Tetramethylpyrazine attenuates the cancer stem cell like-properties and doxorubicin resistance by targeting HMGCR in breast cancer

Abstract

Background

Tetramethylpyrazine (TMP), a key bioactive constituent derived from Ligusticum wallichii Franchat, has demonstrated efficacy in mitigating multidrug resistance (MDR) in human breast cancer (BC) cells. However, the precise mechanisms underlying its action remain poorly understood.

Purpose

Cancer stem cells (CSCs) are widely recognized as the primary contributors to MDR. This investigation seeks to elucidate the role and mechanisms through which TMP counteracts MDR by attenuating CSC-like characteristics.

Methods

Various assays, including flow cytometry, sphere formation, and Western blotting, were employed to evaluate TMP's effects on breast cancer stem cell (BCSC)-like phenotypes in vitro. In vivo, extreme limiting dilution assays and immunohistochemistry (IHC) were executed to assess the impacts of TMP on BCSC frequency and the levels of stemness markers. Mechanistically, RNA sequencing was performed to uncover the key biological processes involved in TMP's effects on BCSCs. Further experiments, encompassing micro scale thermophoresis (MST), drug affinity responsive target stability (DARTS), cellular thermal shift assay (CETSA) and amino acid mutation analyses, were utilized to identify the essential targets and corresponding binding sites of TMP. Finally, the effects of TMP on BCSC-like phenotypes were confirmed using cells with mutated amino acid residues, which allowed us to investigate the specificity of TMP's binding sites. To further evaluate the impact of TMP on drug resistance, doxorubicin-resistant MCF7 (MCF-7^ADR) cells, along with corresponding cell lines harboring mutated amino acid residues, were employed.

──────────────────────────────

## Task statement
Revise the tetramethylpyrazine abstract between "Tetramethylpyrazine attenuates the" and "attenuating CSC-like characteristics.", inclusive, and replace "mechanisms" with "pathways".

──────────────────────────────

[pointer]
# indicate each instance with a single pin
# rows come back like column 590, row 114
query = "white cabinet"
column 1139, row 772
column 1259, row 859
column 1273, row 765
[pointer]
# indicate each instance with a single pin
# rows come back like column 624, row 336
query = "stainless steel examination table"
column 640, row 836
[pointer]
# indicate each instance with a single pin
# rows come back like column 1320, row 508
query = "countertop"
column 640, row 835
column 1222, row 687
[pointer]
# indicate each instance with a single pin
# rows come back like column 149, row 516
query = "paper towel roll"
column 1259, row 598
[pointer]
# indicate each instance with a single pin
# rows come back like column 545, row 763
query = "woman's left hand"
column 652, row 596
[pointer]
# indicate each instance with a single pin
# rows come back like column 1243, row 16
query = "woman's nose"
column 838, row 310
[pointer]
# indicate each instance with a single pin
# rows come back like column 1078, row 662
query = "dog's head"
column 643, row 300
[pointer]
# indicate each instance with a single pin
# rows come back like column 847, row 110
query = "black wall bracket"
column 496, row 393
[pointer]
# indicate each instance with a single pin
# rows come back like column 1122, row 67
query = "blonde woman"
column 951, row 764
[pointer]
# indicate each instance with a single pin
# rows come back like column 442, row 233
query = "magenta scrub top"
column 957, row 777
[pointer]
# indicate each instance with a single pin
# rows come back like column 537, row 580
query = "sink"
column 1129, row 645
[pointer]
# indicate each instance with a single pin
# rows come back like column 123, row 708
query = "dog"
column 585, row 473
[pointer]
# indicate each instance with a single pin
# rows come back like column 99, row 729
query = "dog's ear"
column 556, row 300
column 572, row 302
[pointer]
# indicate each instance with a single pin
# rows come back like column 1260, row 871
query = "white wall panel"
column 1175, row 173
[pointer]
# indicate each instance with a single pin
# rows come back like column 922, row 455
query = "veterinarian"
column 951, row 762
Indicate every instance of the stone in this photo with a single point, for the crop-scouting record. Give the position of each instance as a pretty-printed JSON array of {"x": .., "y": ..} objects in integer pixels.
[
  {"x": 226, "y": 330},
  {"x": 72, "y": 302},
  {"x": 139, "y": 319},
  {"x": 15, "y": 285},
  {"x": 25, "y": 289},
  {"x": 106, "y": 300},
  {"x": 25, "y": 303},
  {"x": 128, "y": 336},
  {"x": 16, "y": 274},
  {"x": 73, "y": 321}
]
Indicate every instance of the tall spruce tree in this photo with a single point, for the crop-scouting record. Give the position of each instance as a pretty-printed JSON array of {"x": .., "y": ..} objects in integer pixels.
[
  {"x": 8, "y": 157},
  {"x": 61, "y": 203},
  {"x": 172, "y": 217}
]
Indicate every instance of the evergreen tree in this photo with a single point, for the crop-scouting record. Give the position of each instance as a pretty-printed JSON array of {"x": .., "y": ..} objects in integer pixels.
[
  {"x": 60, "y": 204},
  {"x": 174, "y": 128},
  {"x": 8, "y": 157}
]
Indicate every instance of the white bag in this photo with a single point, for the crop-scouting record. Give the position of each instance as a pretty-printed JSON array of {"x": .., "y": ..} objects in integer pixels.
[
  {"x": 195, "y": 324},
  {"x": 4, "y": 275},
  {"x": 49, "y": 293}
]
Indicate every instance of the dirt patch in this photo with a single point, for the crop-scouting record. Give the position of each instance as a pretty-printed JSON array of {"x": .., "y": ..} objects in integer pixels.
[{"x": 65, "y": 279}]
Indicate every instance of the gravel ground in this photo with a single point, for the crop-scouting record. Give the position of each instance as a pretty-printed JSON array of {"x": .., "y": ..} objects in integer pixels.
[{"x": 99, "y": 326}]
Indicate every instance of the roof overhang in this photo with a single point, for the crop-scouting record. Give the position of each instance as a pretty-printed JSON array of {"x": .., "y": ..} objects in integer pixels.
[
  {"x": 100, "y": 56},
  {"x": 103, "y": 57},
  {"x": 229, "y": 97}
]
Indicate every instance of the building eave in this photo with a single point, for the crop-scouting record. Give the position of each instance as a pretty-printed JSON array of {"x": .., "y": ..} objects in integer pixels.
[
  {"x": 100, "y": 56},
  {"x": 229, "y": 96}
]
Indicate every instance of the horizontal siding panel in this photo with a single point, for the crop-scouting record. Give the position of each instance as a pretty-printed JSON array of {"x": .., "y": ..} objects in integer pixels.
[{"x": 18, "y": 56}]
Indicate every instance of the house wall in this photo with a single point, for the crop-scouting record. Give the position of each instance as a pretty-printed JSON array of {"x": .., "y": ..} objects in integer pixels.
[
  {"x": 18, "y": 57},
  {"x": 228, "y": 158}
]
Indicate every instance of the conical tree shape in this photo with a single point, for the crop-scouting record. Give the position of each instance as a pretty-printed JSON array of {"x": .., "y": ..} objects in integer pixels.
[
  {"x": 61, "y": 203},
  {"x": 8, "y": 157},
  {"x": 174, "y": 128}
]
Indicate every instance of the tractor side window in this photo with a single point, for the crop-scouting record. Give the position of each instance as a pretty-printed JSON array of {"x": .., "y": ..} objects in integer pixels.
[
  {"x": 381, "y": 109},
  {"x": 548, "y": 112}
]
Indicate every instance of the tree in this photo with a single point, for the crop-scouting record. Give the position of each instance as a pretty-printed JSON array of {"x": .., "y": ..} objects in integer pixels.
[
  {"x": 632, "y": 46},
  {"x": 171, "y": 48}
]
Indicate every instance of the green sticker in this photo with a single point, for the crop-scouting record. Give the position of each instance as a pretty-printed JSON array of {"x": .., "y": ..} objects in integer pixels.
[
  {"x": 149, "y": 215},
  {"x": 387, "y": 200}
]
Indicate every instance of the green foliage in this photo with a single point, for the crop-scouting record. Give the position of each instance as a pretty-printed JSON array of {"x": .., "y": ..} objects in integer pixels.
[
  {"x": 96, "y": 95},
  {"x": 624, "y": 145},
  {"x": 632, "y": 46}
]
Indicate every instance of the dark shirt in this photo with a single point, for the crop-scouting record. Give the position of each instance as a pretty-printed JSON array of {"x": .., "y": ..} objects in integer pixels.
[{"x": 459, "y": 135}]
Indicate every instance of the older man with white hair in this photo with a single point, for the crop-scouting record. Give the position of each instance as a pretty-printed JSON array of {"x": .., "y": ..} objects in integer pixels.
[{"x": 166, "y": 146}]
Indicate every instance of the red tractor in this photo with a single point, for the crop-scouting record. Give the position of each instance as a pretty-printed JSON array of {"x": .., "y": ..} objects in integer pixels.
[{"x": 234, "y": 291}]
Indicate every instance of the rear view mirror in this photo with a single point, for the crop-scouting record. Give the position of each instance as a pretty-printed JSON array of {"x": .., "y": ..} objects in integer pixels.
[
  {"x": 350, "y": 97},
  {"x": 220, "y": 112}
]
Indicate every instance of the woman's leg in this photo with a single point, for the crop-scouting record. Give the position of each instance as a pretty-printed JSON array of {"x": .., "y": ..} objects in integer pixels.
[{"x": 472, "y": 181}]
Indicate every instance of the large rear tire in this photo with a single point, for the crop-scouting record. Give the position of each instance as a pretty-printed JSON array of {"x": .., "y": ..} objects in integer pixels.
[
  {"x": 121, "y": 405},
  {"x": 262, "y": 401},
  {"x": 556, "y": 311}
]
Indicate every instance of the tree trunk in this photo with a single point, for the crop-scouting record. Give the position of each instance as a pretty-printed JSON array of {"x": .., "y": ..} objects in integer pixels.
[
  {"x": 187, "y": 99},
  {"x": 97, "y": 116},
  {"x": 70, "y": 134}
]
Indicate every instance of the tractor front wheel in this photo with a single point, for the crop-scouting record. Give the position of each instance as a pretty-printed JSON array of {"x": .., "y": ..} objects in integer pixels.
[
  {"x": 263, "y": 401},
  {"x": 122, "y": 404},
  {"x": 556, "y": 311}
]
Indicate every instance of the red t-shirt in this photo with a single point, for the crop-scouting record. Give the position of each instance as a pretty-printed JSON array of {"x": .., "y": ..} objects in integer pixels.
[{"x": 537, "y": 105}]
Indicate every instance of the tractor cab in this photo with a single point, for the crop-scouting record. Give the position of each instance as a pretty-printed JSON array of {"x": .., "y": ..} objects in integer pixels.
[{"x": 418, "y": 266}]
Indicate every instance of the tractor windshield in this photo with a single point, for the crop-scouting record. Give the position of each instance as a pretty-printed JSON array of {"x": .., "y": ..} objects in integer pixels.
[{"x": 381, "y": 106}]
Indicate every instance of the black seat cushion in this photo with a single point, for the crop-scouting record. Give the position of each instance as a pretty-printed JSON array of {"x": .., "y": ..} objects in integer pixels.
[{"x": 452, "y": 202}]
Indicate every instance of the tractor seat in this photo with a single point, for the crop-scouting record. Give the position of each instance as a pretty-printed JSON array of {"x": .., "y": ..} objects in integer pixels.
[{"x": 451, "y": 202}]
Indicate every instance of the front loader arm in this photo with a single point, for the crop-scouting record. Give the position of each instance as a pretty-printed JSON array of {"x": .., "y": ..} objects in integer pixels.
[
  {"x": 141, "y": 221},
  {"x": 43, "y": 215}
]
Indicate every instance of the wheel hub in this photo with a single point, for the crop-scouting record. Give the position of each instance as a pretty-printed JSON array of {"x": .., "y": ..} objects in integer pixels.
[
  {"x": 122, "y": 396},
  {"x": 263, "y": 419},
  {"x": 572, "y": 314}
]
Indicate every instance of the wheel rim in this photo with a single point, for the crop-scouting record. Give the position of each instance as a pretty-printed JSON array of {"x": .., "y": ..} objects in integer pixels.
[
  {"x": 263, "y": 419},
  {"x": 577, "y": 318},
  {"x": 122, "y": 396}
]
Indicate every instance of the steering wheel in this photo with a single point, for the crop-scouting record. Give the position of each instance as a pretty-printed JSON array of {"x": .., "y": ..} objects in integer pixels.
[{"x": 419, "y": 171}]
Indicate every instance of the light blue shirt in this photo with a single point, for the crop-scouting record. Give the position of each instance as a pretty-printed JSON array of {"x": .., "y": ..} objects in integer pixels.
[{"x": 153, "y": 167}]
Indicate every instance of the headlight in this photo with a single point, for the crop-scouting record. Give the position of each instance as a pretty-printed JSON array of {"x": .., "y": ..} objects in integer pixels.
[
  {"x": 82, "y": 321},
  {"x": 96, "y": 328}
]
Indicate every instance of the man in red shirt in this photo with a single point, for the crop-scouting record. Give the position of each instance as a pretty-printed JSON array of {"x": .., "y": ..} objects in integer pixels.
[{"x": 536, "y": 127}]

──────────────────────────────

## Expected answer
Tetramethylpyrazine attenuates the cancer stem cell like-properties and doxorubicin resistance by targeting HMGCR in breast cancer

Abstract

Background

Tetramethylpyrazine (TMP), a key bioactive constituent derived from Ligusticum wallichii Franchat, has demonstrated efficacy in mitigating multidrug resistance (MDR) in human breast cancer (BC) cells. However, the precise pathways underlying its action remain poorly understood.

Purpose

Cancer stem cells (CSCs) are widely recognized as the primary contributors to MDR. This investigation seeks to elucidate the role and pathways through which TMP counteracts MDR by attenuating CSC-like characteristics.